Task brief: Extract each line in the listing below that contains the string "fountain", copying the whole line. Treat the match as case-sensitive.

Provided data:
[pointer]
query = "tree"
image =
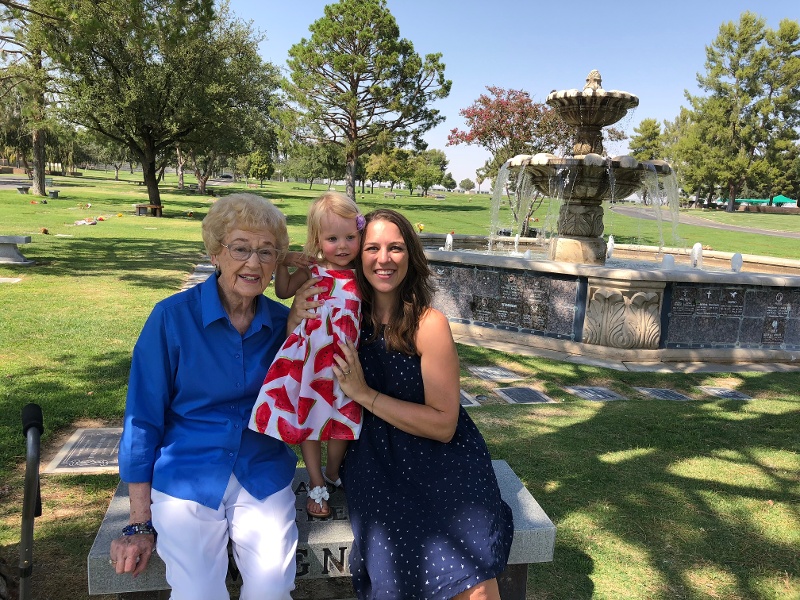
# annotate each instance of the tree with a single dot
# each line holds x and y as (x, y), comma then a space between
(480, 177)
(427, 169)
(507, 123)
(752, 102)
(151, 75)
(305, 162)
(358, 84)
(379, 167)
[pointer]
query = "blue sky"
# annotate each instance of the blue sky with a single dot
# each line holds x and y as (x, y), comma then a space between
(651, 49)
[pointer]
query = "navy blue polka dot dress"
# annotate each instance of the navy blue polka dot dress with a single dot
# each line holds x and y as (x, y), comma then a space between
(427, 517)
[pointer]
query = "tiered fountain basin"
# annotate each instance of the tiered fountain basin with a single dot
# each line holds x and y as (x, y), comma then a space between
(635, 315)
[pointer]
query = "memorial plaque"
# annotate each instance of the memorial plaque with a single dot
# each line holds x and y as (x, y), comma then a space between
(774, 331)
(468, 399)
(599, 394)
(726, 393)
(522, 395)
(777, 306)
(534, 317)
(708, 300)
(683, 303)
(662, 394)
(494, 374)
(93, 450)
(732, 303)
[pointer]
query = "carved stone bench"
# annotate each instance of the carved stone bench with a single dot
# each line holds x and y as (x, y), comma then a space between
(324, 545)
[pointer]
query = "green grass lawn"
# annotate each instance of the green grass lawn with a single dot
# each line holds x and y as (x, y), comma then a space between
(652, 499)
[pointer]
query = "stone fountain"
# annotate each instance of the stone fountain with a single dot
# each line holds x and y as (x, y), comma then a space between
(588, 177)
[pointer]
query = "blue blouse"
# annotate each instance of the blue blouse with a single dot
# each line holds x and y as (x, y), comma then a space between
(193, 382)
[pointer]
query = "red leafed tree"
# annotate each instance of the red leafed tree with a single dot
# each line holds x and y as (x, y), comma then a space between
(509, 122)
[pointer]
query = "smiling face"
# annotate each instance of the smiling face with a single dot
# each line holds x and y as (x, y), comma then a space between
(384, 257)
(242, 281)
(338, 240)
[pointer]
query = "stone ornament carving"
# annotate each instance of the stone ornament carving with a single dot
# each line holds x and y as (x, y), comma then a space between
(623, 319)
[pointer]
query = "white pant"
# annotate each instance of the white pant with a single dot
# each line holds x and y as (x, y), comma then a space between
(193, 542)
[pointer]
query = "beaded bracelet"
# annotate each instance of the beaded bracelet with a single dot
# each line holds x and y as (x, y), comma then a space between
(134, 528)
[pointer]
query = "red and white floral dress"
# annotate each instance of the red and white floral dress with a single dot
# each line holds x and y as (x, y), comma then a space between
(301, 398)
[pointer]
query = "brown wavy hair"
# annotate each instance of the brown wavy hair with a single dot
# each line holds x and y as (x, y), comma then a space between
(415, 294)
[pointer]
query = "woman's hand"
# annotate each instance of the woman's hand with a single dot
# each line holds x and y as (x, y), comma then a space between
(350, 375)
(304, 306)
(131, 553)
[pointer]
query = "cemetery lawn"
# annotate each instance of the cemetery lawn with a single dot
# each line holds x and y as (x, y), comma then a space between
(653, 499)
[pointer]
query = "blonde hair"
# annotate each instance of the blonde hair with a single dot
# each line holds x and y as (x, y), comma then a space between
(329, 203)
(248, 212)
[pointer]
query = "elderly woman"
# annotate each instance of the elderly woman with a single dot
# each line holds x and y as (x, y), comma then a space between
(197, 475)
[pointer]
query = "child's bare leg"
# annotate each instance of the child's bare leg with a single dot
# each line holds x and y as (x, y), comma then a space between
(336, 450)
(312, 456)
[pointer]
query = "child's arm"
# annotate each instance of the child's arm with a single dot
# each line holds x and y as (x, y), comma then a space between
(287, 284)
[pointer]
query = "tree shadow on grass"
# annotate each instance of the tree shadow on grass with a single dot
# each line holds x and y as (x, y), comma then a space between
(153, 263)
(672, 497)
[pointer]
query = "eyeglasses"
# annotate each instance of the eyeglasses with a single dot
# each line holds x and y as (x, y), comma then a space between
(243, 253)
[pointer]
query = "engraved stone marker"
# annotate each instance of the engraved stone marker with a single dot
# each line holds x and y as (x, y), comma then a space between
(598, 394)
(468, 399)
(726, 393)
(663, 393)
(494, 374)
(522, 395)
(92, 450)
(732, 303)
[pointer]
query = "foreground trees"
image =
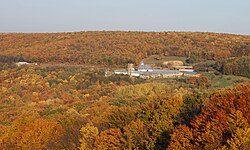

Written solution:
query = "tiered fountain basin"
# annotate each instance of the tiered fountain basin with a single dot
query = "stone fountain"
# annotate each instance of the stone fountain with a single dot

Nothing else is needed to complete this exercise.